● **Request**: Reproduce the following material verbatim, keeping every line as it appears.

● **Data in this exercise**:
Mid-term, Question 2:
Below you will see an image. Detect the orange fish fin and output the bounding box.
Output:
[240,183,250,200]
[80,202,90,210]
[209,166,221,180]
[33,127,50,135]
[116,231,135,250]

● **Finished answer**:
Mid-term, Question 2:
Below you will see an image. Detect the orange fish fin and output the bounding box.
Output:
[240,183,250,200]
[80,202,90,210]
[209,166,221,180]
[33,127,50,135]
[116,231,135,250]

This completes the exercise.